Duplicate every line of the records below without any changes, but omit the pictures from your answer.

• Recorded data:
________________________

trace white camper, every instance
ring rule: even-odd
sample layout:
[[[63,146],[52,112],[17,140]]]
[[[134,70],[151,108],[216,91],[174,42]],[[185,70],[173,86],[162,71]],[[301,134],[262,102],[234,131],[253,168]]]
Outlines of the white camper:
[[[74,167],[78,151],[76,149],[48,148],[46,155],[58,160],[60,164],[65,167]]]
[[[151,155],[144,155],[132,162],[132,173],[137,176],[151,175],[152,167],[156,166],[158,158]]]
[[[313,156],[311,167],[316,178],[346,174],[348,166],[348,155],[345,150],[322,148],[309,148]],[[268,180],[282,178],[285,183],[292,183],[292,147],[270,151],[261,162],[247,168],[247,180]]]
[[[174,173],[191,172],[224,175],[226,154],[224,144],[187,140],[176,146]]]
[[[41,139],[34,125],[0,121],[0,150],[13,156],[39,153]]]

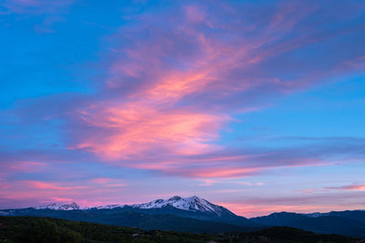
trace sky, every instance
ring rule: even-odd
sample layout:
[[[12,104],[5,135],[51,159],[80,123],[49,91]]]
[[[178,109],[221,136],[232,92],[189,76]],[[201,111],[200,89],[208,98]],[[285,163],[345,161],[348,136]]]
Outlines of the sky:
[[[0,1],[0,208],[365,209],[365,2]]]

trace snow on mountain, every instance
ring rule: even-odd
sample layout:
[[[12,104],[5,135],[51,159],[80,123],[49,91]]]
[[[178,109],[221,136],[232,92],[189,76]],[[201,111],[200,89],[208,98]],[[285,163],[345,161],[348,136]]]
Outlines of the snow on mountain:
[[[149,203],[131,205],[132,208],[141,209],[162,208],[167,206],[188,211],[213,212],[217,214],[218,216],[221,215],[224,211],[228,211],[221,206],[212,204],[207,200],[196,196],[193,196],[190,197],[181,197],[179,196],[175,196],[165,200],[157,199]]]
[[[76,203],[59,205],[57,203],[40,206],[33,208],[35,209],[52,209],[52,210],[87,210],[87,209],[112,209],[117,208],[124,208],[124,207],[131,207],[133,208],[141,208],[141,209],[151,209],[151,208],[163,208],[165,207],[172,207],[182,210],[187,211],[199,211],[199,212],[209,212],[214,213],[217,216],[221,216],[223,213],[228,213],[234,215],[228,209],[212,204],[205,199],[203,199],[199,197],[193,196],[190,197],[182,197],[179,196],[172,197],[168,199],[157,199],[154,201],[151,201],[149,203],[142,204],[132,204],[132,205],[105,205],[99,207],[91,207],[91,208],[80,208]]]
[[[112,209],[112,208],[123,208],[124,205],[120,205],[120,204],[112,204],[112,205],[103,205],[103,206],[99,206],[99,207],[94,207],[91,208],[96,208],[96,209]]]
[[[81,208],[77,203],[73,202],[70,204],[59,205],[52,203],[45,206],[39,206],[33,208],[35,209],[51,209],[51,210],[77,210],[77,209],[87,209],[86,208]]]
[[[318,212],[316,212],[316,213],[304,214],[304,215],[308,216],[310,218],[318,218],[318,217],[322,217],[322,216],[328,216],[329,213],[318,213]]]

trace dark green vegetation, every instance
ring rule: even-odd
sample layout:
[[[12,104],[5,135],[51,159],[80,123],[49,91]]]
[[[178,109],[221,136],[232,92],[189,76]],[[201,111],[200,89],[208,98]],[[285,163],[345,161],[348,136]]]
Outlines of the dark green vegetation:
[[[313,218],[296,213],[274,213],[251,218],[266,226],[293,227],[316,233],[336,233],[365,238],[365,211],[330,212]]]
[[[36,216],[62,218],[74,221],[86,221],[98,224],[135,227],[145,230],[160,229],[173,230],[192,233],[224,233],[224,232],[245,232],[262,228],[247,219],[236,217],[236,221],[203,220],[188,216],[176,215],[176,212],[184,210],[134,210],[129,211],[123,208],[99,209],[99,210],[35,210],[32,208],[7,210],[13,212],[9,216]],[[172,214],[174,213],[174,214]],[[243,225],[235,225],[241,223]]]
[[[337,235],[318,235],[276,227],[255,232],[192,234],[99,225],[49,218],[0,217],[0,242],[364,242]]]

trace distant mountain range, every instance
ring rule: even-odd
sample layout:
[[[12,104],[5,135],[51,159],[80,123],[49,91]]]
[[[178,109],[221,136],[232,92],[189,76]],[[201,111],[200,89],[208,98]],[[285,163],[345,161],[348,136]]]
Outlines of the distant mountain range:
[[[365,211],[273,213],[247,219],[193,196],[178,196],[144,204],[81,208],[76,203],[2,209],[3,216],[50,217],[77,221],[195,233],[246,232],[273,226],[365,238]]]

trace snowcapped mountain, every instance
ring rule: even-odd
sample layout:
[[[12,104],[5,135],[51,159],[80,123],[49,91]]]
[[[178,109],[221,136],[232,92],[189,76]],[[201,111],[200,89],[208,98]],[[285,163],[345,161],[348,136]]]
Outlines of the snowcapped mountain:
[[[99,206],[99,207],[92,207],[89,208],[89,209],[113,209],[117,208],[123,208],[125,205],[120,205],[120,204],[110,204],[110,205],[103,205],[103,206]]]
[[[132,205],[105,205],[99,207],[81,208],[77,203],[59,205],[57,203],[35,207],[34,209],[51,209],[51,210],[89,210],[89,209],[113,209],[113,208],[132,208],[132,209],[165,209],[175,208],[190,212],[209,213],[220,217],[222,215],[232,215],[234,213],[228,209],[218,206],[196,196],[190,197],[182,197],[179,196],[172,197],[168,199],[157,199],[149,203],[132,204]]]
[[[80,208],[77,203],[73,202],[70,204],[59,205],[57,203],[52,203],[45,206],[39,206],[33,208],[35,209],[51,209],[51,210],[78,210],[78,209],[87,209],[86,208]]]
[[[196,196],[193,196],[190,197],[181,197],[179,196],[175,196],[169,199],[157,199],[149,203],[133,204],[131,205],[131,207],[141,209],[163,208],[166,207],[172,207],[177,209],[187,211],[214,213],[217,216],[222,215],[223,212],[229,212],[229,210],[227,210],[226,208],[218,205],[212,204],[207,200]]]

________________________

• Answer to the exercise:
trace white camper, every instance
ring rule: even-odd
sample layout:
[[[63,146],[52,112],[17,140]]]
[[[134,70],[151,108],[216,91],[174,42]],[[185,70],[173,86],[162,71]],[[301,134],[262,102],[234,131],[253,168]]]
Outlines of the white camper:
[[[74,167],[78,151],[76,149],[48,148],[46,155],[58,160],[60,164],[65,167]]]
[[[151,155],[144,155],[132,162],[132,173],[137,176],[151,175],[152,167],[156,166],[158,158]]]
[[[313,156],[311,167],[316,178],[346,174],[348,166],[348,155],[345,150],[322,148],[309,148]],[[268,180],[282,178],[285,183],[292,183],[292,147],[270,151],[261,162],[247,168],[247,180]]]
[[[174,173],[191,172],[224,175],[226,154],[224,144],[187,140],[176,146]]]
[[[41,139],[34,125],[0,121],[0,150],[13,156],[39,153]]]

trace sky, every instance
ring rule: even-odd
sample layout:
[[[12,104],[5,135],[51,159],[80,123],[49,91]]]
[[[178,109],[221,136],[232,92],[189,76]],[[201,111],[200,89],[208,98]],[[285,163],[345,161],[348,136]]]
Outlines of the sky:
[[[0,1],[0,208],[365,209],[365,2]]]

trace snow on mountain, every instance
ring rule: even-odd
sample layout:
[[[12,104],[5,135],[51,159],[80,123],[49,91]]]
[[[178,109],[221,136],[232,92],[189,76]],[[201,111],[200,89],[208,98]],[[285,163],[345,161],[348,136]]]
Outlines of the snow on mountain:
[[[149,203],[131,205],[132,208],[141,209],[162,208],[167,206],[188,211],[213,212],[217,214],[218,216],[221,215],[224,211],[228,211],[221,206],[212,204],[207,200],[196,196],[193,196],[190,197],[181,197],[179,196],[175,196],[165,200],[157,199]]]
[[[76,203],[59,205],[57,203],[40,206],[33,208],[35,209],[52,209],[52,210],[87,210],[87,209],[112,209],[117,208],[124,208],[124,207],[131,207],[133,208],[141,208],[141,209],[151,209],[151,208],[163,208],[165,207],[172,207],[182,210],[187,211],[199,211],[199,212],[209,212],[214,213],[217,216],[221,216],[223,213],[228,213],[234,215],[228,209],[212,204],[205,199],[203,199],[199,197],[193,196],[190,197],[182,197],[179,196],[172,197],[168,199],[157,199],[154,201],[151,201],[149,203],[142,204],[132,204],[132,205],[105,205],[99,207],[91,207],[91,208],[80,208]]]
[[[112,209],[112,208],[123,208],[124,205],[120,205],[120,204],[112,204],[112,205],[103,205],[103,206],[99,206],[99,207],[94,207],[91,208],[96,208],[96,209]]]
[[[81,208],[77,203],[73,202],[70,204],[59,205],[52,203],[45,206],[39,206],[33,208],[35,209],[51,209],[51,210],[77,210],[77,209],[87,209],[86,208]]]
[[[318,212],[316,212],[316,213],[304,214],[304,215],[308,216],[310,218],[318,218],[318,217],[322,217],[322,216],[328,216],[329,213],[318,213]]]

trace dark green vegetation, every instance
ring rule: even-odd
sample layout:
[[[12,104],[5,135],[51,159],[80,123],[49,91]]]
[[[178,109],[221,136],[232,92],[189,76]],[[201,111],[200,89],[208,98]],[[285,163],[345,161],[348,136]]]
Outlines of the dark green vegetation:
[[[313,218],[296,213],[274,213],[251,218],[266,226],[293,227],[316,233],[336,233],[365,238],[365,211],[330,212]]]
[[[36,216],[62,218],[74,221],[86,221],[98,224],[135,227],[145,230],[160,229],[173,230],[192,233],[224,233],[224,232],[245,232],[262,228],[247,219],[236,217],[236,221],[203,220],[188,216],[176,215],[176,212],[184,210],[134,210],[129,211],[123,208],[99,209],[99,210],[35,210],[32,208],[7,210],[13,212],[9,216]],[[172,214],[174,213],[174,214]],[[243,225],[235,225],[241,223]]]
[[[337,235],[318,235],[276,227],[255,232],[192,234],[99,225],[49,218],[0,217],[0,242],[364,242]]]

trace distant mountain range, every instance
ring rule: even-odd
sample layout:
[[[12,104],[5,135],[51,159],[80,123],[49,91]]]
[[[178,109],[221,136],[232,92],[189,76]],[[201,111],[200,89],[208,98]],[[285,163],[345,161],[348,136]]]
Outlines of the distant mountain range:
[[[365,211],[273,213],[247,219],[193,196],[178,196],[144,204],[81,208],[76,203],[2,209],[3,216],[50,217],[77,221],[195,233],[246,232],[273,226],[365,238]]]

trace snowcapped mountain, every instance
ring rule: even-odd
sample layout:
[[[12,104],[5,135],[51,159],[80,123],[49,91]]]
[[[178,109],[221,136],[232,92],[189,76]],[[201,111],[200,89],[208,98]],[[285,163],[345,161],[348,136]]]
Outlines of the snowcapped mountain:
[[[99,206],[99,207],[92,207],[89,208],[89,209],[113,209],[117,208],[123,208],[125,205],[120,205],[120,204],[110,204],[110,205],[103,205],[103,206]]]
[[[132,205],[105,205],[99,207],[81,208],[77,203],[59,205],[57,203],[35,207],[34,209],[51,209],[51,210],[89,210],[89,209],[113,209],[113,208],[132,208],[132,209],[165,209],[175,208],[190,212],[209,213],[220,217],[222,215],[232,215],[234,213],[228,209],[218,206],[196,196],[190,197],[182,197],[179,196],[172,197],[168,199],[157,199],[149,203],[132,204]]]
[[[80,208],[77,203],[73,202],[70,204],[59,205],[57,203],[52,203],[45,206],[39,206],[33,208],[35,209],[51,209],[51,210],[78,210],[78,209],[87,209],[86,208]]]
[[[196,196],[193,196],[190,197],[181,197],[179,196],[175,196],[169,199],[157,199],[149,203],[133,204],[131,205],[131,207],[141,209],[163,208],[166,207],[172,207],[177,209],[187,211],[214,213],[217,216],[222,215],[223,212],[229,212],[229,210],[227,210],[226,208],[218,205],[212,204],[207,200]]]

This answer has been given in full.